- [What you need to do] Pick up the news piece on Discover Exploration's launch strategy after its final sentence and continue it.

- [Text segment]
┌────────
Newly-launched sub-Saharan Africa focused oil and gas explorer Discover Exploration issued a statement Monday in which it outlined its strategy.

Discover said that it plans to participate in exploration and appraisal programs that focus on deepwater petroleum systems within young, emerging basins that have been de-risked through 2D and 3D seismic analysis. It will also, where appropriate, participate in multi-well drilling programs through farm-ins, farm-outs and acquisitions.

Discover's directors include the former Cove Energy management team. Cove, which was focused on Mozambique's Rovuma Basin, was acquired by Thailand's PTT Exploration and Production last summer after a hard-fought takeover battle that also involved Royal Dutch Shell.

The firm has already signed a production sharing contract (PSC) offshore Comoros Islands. The PSC license area is located over the outboard part of the Rovuma Delta, near to major gas discoveries by Anadarko Petroleum Corporation and ENI offshore northern Mozambique.

The initial work program for the PSC will see the firm acquire further 2D seismic data to that already acquired over the 6,900-square mile area. Discover holds a 60-percent stake in the PSC.
└────────
- [Entries]
┌────────
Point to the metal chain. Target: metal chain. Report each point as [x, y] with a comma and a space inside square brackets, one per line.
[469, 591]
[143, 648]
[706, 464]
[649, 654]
└────────
- [Answer to the task]
Discover CEO John Craven commented in a statement:

"I am very pleased to introduce Discover Exploration and its strategy, core to which is utilising the strong geo-technical expertise, industry contacts and successful track record of our board and management team to identify frontier oil and gas prospects, as we build a balanced portfolio of assets.

"The signature of this strategic PSC with the Government of the Union of the Comoros and Bahari Resources, covering the seaward section of the Rovuma Delta and bordering the highly prospective offshore Mozambique hydrocarbon province, presents a unique opportunity given its geographical and geological position."